WHAT YOU HAVE TO DO: Reproduce each of the following items line for line, with no changes.

[Object location annotation data]

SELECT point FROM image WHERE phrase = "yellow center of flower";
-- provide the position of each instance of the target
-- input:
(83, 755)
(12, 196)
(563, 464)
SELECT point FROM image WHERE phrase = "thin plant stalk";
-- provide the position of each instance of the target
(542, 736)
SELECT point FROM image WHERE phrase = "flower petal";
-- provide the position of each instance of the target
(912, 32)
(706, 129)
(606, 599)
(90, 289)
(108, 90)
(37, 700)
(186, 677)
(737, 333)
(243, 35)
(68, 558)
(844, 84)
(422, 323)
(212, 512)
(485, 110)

SOLUTION BELOW:
SELECT point FROM image WHERE phrase = "yellow center of flower";
-- provide the position of each instance of the target
-- input:
(83, 755)
(12, 196)
(563, 464)
SELECT point FROM image WHERE phrase = "thin plant stalk";
-- provide the position of each instance of the target
(542, 736)
SELECT point FROM image WHERE phrase = "flower petal";
-- provide the position of each instance of the target
(912, 32)
(706, 129)
(606, 599)
(90, 289)
(108, 90)
(37, 700)
(186, 677)
(737, 333)
(243, 35)
(68, 558)
(844, 84)
(422, 323)
(212, 512)
(485, 110)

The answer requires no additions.